--- START ---

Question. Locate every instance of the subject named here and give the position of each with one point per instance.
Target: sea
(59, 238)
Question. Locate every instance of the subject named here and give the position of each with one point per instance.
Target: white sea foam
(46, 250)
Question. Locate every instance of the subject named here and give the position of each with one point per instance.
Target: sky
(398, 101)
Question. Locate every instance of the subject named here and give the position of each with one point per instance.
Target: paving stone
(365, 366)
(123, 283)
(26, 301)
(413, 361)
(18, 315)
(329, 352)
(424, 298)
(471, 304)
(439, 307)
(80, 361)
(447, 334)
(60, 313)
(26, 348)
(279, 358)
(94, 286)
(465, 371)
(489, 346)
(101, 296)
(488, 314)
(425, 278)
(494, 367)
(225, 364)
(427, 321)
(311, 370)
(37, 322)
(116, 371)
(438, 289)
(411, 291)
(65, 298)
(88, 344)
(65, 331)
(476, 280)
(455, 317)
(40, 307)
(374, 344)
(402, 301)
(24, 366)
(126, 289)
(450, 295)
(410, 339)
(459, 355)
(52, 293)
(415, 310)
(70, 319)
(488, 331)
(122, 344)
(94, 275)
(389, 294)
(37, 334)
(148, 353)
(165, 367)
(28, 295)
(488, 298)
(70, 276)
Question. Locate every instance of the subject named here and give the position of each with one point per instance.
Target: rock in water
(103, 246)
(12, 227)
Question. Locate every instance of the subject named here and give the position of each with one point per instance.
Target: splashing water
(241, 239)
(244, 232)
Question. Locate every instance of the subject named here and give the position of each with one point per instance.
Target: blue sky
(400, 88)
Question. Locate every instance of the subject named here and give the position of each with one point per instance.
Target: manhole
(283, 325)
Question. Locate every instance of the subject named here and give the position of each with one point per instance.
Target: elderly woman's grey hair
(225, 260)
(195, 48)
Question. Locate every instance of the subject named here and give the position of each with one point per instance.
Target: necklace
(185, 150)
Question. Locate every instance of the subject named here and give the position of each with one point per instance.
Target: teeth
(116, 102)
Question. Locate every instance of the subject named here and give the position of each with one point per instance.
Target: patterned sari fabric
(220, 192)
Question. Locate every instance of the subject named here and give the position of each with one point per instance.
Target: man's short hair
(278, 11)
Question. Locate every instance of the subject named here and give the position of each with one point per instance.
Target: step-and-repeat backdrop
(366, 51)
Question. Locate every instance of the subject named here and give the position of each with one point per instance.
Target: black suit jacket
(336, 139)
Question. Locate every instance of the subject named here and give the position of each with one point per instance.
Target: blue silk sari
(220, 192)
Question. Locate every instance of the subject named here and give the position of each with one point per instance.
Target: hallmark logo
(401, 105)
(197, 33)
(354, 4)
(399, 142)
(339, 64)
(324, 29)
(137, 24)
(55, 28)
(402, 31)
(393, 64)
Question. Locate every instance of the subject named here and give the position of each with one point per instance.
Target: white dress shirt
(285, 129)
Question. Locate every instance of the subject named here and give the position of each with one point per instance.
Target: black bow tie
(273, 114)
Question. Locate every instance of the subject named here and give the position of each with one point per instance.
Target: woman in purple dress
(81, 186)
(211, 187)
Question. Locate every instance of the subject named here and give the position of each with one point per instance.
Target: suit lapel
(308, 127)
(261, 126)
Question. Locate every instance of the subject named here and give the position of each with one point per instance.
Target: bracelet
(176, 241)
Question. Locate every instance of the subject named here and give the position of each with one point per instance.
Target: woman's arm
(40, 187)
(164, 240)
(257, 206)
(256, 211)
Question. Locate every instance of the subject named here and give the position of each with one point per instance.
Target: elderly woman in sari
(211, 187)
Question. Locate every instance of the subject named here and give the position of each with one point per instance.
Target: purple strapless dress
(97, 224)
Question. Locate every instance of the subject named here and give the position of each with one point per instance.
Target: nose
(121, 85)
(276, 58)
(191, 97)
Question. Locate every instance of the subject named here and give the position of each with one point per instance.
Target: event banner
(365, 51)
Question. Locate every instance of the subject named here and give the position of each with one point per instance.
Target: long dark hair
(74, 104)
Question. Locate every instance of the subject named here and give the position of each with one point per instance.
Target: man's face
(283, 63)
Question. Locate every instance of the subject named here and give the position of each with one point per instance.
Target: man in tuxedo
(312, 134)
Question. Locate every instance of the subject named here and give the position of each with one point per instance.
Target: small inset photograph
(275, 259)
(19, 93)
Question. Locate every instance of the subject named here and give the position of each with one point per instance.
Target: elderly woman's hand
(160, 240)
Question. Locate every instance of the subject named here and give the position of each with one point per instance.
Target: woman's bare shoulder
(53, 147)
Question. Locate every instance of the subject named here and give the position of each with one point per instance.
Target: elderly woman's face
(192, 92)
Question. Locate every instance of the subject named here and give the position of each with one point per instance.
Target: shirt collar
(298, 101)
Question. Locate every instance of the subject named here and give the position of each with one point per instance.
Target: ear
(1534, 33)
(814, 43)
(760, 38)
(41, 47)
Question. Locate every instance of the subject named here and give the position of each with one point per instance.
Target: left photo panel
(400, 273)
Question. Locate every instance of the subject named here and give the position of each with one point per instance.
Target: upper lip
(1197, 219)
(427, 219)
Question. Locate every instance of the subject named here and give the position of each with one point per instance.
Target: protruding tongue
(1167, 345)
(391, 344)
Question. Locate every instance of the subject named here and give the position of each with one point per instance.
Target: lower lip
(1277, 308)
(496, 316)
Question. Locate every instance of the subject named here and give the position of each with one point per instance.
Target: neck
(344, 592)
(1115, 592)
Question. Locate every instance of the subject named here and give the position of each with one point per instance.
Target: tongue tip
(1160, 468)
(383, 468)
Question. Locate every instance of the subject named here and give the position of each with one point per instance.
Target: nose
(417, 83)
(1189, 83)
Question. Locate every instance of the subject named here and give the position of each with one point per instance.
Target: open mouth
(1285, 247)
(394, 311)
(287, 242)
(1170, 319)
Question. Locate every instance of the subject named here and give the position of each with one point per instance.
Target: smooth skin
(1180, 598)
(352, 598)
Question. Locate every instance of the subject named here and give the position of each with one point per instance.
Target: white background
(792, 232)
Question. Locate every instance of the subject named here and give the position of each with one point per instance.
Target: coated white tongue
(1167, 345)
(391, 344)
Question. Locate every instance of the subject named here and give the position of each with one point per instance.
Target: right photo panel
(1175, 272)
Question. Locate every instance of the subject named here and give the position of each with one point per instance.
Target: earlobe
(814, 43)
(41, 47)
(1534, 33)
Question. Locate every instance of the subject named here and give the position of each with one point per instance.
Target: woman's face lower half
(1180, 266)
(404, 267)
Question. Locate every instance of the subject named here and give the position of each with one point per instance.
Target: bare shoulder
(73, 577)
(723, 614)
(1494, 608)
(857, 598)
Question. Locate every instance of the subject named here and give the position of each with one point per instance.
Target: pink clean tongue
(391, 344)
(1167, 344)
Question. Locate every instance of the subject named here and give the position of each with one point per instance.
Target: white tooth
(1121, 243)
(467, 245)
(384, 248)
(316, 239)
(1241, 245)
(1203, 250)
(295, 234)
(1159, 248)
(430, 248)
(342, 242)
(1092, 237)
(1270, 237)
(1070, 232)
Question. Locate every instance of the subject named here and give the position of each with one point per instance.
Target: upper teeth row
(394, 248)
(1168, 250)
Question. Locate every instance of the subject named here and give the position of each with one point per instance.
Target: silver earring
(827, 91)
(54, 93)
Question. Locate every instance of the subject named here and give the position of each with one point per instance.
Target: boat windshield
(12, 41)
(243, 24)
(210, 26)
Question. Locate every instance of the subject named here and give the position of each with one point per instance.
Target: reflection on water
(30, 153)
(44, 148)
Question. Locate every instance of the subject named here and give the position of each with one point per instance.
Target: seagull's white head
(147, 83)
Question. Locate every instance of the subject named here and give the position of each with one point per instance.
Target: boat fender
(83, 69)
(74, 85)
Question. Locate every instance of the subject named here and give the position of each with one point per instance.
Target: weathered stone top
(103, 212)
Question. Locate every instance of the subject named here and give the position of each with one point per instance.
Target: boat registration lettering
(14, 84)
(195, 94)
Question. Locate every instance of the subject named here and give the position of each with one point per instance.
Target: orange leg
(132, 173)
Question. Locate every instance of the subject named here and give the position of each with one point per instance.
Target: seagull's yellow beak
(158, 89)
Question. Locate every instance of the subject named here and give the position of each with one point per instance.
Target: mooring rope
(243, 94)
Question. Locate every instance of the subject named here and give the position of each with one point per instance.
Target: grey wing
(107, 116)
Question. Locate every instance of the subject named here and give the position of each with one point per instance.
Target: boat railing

--- END ---

Description of the task => Repeat exactly the lines above from the line that contains "Target: seagull's yellow beak" through the end. Include both of these ends; leave out everything else.

Problem solution =>
Target: seagull's yellow beak
(158, 89)
Question. Locate every instance of the subject named here and give the position of each with one point per instance.
Target: mooring rope
(243, 94)
Question. Locate every instance of the subject named here and give the position of each with one point per instance.
Target: grey wing
(107, 116)
Question. Locate every instance of the subject named here and give the position of each with one point per instance.
Target: boat railing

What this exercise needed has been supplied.